◆ **Exercise goal**
A faithful, complete copy of the records is required.
Recorded information section start
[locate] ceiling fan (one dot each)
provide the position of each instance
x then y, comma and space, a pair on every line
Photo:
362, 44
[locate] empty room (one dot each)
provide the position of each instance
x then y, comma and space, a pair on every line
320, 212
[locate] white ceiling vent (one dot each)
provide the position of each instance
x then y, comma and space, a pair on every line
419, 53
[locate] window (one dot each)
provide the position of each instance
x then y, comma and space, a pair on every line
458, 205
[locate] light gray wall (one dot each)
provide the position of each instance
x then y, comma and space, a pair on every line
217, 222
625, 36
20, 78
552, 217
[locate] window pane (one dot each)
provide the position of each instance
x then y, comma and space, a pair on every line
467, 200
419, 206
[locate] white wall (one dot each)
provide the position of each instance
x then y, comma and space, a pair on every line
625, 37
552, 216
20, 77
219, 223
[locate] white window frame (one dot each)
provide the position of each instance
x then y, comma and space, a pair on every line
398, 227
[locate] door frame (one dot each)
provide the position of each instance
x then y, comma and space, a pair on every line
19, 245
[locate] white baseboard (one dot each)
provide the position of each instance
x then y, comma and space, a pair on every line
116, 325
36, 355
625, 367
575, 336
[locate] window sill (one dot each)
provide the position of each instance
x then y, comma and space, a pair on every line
Recorded information section end
◆ **Answer to the exercise**
[locate] ceiling fan (one dot each)
provide the position of each instance
x then y, comma and space, a pair on every line
Photo:
362, 44
[locate] empty room (one dot each)
provide the position of each instance
x then y, comma and space, a pair on every line
320, 212
[locate] white ceiling vent (one dot each)
provide the position of each instance
x then y, comma and space, a pair on every line
419, 53
[locate] window (one dot each)
provide the position of each instance
x then y, comma and space, a pair on every line
458, 205
[locate] light gray wall (one dot each)
provide the position of each instance
x then y, comma and space, a pair on every line
217, 222
625, 36
20, 78
552, 217
[locate] window pane (one dot each)
provide the position of each instance
x then y, comma and space, a pair on every line
467, 200
419, 206
[locate] white wall (one dot each)
provide the position of each instance
x then y, comma and space, a pair on every line
625, 37
552, 216
20, 77
219, 223
[locate] white window frame (one dot each)
provide the position of each instance
x then y, comma and space, a pair on every line
398, 227
[locate] door frame (one dot each)
provide the position of each instance
x then y, comma and space, a pair on every line
19, 245
[locate] white baseboard (one dot each)
provide the position of each instance
x then y, comma and space, a pair on every line
116, 325
36, 355
625, 367
575, 336
[locate] window sill (one dot each)
provide the position of each instance
x then y, comma and space, a pair on every line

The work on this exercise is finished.